Your assignment: Below are records to repeat exactly; do not include any pictures.

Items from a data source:
—————
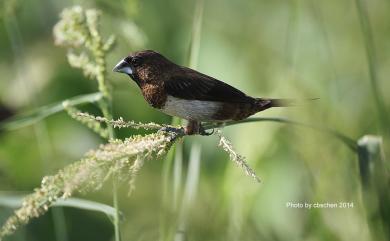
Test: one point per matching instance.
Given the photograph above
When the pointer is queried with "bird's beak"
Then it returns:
(123, 67)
—————
Solution:
Test: one point per matching instance.
Given the photograph above
When the pointer is queried with "bird's beak"
Then it returns:
(123, 67)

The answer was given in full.